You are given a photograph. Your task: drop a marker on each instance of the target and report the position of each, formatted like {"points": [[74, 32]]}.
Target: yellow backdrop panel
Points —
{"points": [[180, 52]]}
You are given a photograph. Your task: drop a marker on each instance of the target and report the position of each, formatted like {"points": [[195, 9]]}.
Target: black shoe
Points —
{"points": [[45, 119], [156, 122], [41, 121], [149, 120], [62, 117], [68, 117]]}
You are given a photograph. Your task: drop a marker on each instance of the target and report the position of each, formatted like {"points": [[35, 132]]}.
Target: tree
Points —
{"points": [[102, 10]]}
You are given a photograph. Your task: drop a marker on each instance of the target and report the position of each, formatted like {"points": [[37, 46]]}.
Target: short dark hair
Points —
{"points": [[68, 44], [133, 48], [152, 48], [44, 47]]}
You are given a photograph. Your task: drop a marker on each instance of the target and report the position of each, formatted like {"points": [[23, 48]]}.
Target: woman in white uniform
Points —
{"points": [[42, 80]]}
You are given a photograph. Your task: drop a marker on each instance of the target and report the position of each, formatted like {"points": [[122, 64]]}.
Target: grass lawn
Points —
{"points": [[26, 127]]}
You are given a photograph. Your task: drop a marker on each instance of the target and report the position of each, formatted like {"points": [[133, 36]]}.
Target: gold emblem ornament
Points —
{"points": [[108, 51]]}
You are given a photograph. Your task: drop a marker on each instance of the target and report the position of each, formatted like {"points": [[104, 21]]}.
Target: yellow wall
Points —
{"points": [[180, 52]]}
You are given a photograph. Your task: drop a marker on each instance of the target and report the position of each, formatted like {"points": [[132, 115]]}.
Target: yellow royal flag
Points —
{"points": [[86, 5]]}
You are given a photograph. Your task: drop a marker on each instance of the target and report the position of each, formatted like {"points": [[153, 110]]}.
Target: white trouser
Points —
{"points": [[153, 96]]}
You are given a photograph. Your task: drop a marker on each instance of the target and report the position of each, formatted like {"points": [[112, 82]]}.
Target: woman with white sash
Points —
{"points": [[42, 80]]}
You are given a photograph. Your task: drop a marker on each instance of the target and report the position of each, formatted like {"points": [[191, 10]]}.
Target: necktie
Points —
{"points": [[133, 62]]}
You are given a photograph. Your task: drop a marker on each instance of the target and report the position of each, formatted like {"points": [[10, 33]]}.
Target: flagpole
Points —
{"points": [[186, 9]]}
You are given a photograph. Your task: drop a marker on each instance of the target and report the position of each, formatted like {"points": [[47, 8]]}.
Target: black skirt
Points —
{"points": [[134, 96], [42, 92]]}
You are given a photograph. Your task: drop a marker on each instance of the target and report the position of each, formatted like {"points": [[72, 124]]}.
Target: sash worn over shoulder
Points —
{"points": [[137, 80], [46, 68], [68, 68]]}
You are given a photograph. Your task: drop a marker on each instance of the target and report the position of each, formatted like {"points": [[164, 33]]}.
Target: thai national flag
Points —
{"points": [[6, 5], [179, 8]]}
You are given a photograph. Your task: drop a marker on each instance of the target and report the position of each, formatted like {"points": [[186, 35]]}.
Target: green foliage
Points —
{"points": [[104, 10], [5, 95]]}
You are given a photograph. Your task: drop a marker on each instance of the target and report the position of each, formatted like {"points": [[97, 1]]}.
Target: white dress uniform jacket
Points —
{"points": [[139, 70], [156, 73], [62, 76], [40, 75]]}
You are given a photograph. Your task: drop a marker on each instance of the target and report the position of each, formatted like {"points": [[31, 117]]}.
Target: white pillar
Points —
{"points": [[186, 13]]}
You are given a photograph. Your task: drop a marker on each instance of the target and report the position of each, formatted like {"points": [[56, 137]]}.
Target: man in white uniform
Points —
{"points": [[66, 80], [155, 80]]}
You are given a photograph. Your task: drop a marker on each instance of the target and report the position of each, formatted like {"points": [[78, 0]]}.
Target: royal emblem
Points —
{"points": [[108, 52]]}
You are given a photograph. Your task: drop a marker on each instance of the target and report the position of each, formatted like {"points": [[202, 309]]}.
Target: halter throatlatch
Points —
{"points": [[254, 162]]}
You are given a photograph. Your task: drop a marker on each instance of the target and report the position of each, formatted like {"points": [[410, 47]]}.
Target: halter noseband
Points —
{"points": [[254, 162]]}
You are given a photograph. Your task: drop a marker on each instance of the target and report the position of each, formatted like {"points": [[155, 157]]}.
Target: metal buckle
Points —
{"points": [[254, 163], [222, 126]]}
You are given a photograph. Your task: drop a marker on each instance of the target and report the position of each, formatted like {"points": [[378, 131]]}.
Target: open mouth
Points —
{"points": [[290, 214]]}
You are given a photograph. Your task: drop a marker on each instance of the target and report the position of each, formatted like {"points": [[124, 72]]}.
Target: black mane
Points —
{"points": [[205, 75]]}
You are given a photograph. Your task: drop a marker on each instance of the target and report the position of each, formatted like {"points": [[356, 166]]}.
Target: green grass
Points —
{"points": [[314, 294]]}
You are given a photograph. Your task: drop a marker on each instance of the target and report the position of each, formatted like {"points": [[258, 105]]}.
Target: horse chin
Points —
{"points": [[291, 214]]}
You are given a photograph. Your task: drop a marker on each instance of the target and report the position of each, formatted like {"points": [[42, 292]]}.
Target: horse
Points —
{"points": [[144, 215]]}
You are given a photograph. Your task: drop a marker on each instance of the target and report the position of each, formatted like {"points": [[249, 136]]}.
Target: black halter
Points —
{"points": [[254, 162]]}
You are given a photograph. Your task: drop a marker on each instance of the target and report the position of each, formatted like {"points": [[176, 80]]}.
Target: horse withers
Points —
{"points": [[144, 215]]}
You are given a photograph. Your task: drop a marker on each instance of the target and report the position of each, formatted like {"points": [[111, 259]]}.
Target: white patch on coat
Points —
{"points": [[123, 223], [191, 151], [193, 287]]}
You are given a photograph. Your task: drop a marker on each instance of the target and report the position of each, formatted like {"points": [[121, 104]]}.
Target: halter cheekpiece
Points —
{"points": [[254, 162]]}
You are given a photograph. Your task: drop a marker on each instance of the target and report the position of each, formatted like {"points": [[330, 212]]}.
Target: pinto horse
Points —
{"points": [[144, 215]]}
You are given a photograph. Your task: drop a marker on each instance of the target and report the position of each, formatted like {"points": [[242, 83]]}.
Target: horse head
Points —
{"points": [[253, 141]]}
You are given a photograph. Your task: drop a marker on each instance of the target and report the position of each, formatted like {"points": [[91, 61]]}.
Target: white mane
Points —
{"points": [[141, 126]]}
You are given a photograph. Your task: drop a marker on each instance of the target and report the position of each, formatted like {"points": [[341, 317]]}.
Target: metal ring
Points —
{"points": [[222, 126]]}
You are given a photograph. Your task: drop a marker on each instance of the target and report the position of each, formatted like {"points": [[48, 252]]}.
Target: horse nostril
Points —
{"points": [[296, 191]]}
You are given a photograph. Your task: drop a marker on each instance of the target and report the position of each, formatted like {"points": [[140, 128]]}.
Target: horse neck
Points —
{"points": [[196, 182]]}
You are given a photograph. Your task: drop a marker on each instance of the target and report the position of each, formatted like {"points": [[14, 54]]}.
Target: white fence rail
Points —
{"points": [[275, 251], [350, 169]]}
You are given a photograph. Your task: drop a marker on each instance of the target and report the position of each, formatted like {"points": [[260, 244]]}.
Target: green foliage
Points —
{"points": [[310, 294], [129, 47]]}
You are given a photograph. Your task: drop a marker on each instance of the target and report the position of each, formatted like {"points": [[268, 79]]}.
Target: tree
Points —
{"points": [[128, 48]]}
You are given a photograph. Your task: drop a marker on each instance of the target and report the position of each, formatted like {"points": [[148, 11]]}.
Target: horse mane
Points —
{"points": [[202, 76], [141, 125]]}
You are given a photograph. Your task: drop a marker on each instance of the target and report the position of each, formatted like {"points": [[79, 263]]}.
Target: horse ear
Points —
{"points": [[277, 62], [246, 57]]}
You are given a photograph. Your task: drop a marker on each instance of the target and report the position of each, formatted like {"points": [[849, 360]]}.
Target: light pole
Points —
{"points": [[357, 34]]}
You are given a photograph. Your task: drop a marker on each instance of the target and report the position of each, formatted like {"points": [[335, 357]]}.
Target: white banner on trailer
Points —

★ ★ ★ ★

EXERCISE DESCRIPTION ::
Reply with one number, the count of lines in the records that include the word "mane".

REPLY TO THE EXERCISE ::
3